--- start Supplied records ---
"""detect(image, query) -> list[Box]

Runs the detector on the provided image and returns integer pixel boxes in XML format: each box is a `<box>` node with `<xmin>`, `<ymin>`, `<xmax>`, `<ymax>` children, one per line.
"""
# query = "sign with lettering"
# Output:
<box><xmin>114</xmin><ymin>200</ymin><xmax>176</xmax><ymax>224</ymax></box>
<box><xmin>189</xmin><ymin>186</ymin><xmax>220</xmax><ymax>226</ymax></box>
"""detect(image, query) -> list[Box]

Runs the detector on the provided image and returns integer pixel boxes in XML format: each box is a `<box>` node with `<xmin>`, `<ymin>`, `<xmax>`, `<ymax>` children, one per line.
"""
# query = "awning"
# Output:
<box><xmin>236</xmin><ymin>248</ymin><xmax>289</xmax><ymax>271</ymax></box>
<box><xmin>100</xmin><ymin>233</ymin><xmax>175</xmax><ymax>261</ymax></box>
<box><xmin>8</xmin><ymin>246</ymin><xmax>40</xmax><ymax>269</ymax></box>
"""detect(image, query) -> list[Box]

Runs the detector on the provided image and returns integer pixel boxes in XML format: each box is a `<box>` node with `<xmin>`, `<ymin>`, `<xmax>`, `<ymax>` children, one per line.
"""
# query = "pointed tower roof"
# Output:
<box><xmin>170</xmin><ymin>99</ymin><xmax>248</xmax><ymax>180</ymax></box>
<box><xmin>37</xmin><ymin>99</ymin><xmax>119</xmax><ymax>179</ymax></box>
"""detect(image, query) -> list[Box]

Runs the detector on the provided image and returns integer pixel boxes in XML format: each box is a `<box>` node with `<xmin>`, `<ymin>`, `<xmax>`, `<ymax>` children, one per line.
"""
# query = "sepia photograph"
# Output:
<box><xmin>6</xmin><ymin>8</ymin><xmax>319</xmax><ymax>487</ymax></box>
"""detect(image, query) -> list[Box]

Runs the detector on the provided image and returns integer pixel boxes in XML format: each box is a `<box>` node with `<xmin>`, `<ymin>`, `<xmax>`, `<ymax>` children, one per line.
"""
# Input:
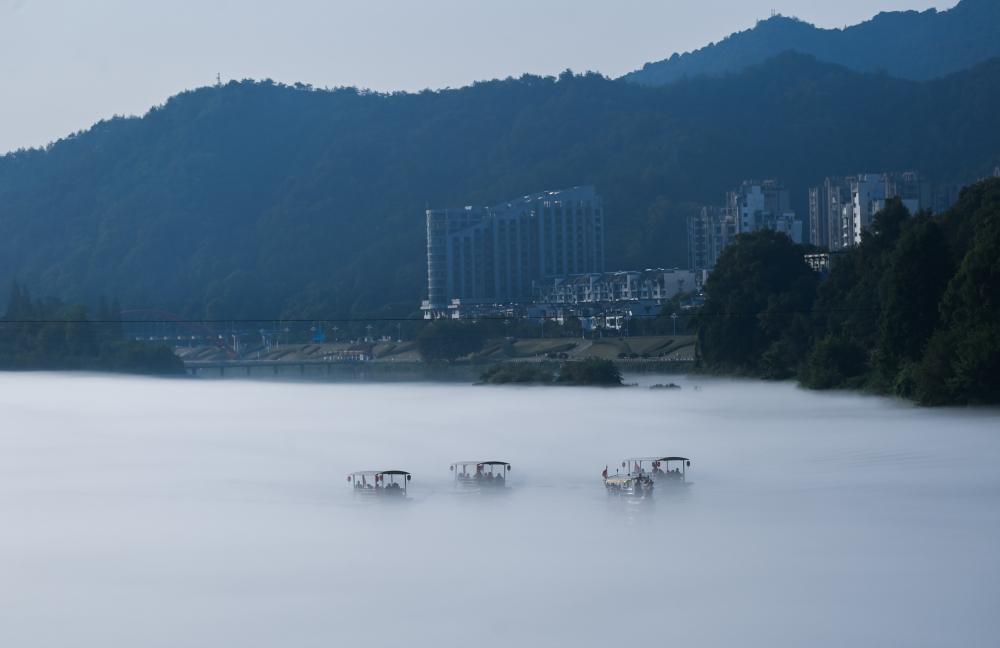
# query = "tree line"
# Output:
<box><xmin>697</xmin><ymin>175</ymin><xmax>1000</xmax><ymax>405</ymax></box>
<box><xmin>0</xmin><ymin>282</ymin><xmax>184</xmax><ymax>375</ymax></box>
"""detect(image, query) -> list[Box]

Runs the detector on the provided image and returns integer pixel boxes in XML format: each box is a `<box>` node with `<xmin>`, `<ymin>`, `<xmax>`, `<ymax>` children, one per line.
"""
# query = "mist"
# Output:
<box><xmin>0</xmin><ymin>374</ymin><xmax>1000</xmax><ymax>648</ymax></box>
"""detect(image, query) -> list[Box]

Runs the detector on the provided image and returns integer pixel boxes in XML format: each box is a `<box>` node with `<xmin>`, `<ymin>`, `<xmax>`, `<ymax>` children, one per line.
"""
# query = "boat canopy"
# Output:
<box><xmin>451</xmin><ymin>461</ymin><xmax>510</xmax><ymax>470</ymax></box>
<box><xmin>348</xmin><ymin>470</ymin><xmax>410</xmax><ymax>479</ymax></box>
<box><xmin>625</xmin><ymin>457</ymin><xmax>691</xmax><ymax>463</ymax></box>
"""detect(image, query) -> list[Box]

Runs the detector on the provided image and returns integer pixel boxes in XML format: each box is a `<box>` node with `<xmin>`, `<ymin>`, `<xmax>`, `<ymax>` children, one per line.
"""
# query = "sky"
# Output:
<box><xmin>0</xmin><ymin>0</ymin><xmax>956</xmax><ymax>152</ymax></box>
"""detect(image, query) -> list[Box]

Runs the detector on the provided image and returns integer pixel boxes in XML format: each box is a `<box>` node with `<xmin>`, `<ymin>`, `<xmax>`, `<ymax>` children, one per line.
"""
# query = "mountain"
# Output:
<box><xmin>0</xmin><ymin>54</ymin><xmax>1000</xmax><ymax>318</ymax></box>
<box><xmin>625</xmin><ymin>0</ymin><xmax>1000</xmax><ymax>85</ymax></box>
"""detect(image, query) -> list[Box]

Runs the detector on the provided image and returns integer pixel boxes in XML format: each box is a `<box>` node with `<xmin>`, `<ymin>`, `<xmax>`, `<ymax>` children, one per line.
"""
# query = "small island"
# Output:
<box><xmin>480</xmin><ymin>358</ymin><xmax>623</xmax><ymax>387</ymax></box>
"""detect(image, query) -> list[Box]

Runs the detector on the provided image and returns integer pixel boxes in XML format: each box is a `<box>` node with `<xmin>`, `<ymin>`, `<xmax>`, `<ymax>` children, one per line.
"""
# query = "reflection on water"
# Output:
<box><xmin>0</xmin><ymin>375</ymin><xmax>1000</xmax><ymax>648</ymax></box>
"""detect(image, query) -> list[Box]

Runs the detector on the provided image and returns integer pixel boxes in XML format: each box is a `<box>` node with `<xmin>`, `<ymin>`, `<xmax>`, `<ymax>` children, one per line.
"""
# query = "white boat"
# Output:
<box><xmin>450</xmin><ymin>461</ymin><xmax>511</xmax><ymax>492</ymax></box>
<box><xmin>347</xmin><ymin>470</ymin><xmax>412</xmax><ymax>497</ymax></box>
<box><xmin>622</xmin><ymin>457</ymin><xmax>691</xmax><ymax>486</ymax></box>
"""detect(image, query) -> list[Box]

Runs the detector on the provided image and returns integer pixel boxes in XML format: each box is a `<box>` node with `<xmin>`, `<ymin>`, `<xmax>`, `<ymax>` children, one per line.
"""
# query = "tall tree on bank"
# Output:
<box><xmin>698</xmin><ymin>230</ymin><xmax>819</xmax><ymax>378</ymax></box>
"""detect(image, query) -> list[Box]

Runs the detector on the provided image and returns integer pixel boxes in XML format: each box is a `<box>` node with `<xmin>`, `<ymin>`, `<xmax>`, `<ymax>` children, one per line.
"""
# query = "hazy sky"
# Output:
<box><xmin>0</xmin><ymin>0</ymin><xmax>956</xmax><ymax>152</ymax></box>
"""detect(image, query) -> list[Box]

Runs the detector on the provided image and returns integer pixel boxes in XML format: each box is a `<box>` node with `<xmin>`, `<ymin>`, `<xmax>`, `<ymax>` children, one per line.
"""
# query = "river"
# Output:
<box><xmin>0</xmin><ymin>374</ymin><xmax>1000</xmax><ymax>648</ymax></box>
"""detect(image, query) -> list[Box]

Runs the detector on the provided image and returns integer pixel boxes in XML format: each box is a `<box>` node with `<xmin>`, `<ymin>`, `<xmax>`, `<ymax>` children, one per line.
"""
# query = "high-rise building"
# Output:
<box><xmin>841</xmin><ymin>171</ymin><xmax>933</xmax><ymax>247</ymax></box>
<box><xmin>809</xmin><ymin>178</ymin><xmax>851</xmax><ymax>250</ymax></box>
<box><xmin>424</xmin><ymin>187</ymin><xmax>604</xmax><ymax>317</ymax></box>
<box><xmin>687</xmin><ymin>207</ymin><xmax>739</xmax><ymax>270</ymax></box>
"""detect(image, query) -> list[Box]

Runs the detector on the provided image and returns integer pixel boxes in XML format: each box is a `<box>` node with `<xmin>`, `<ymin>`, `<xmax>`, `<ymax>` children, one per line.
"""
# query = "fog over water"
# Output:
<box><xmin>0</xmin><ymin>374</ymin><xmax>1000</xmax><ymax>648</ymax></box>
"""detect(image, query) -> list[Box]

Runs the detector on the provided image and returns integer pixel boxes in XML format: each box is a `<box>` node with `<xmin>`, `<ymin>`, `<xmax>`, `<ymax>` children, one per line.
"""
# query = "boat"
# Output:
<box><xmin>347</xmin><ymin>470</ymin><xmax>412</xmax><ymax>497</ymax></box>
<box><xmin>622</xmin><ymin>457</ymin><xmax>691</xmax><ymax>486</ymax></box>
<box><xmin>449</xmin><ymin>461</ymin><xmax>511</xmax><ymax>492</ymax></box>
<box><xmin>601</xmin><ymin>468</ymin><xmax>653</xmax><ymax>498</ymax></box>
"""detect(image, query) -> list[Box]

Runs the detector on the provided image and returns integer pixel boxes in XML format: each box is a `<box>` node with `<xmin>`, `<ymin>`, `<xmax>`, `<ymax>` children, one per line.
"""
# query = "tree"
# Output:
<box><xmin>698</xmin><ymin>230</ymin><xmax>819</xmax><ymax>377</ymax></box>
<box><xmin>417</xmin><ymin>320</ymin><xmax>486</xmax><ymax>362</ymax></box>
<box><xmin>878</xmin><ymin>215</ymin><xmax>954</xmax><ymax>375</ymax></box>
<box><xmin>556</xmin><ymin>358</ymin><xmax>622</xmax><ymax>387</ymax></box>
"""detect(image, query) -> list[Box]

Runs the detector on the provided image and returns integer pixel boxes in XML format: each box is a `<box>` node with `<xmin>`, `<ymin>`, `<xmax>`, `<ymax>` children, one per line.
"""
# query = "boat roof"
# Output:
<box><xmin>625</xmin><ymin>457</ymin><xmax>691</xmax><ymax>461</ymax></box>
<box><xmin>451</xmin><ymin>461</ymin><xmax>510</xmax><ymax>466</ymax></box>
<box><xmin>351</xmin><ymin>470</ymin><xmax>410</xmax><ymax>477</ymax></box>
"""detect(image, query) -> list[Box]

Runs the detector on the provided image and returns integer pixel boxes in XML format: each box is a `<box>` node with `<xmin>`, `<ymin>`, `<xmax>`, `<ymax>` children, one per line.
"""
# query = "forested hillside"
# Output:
--- end Supplied records ---
Set task
Return each line from the items above that contains the word "tree".

Task answer
# query = "tree line"
# query = "tall tree on bank"
# query = "tree"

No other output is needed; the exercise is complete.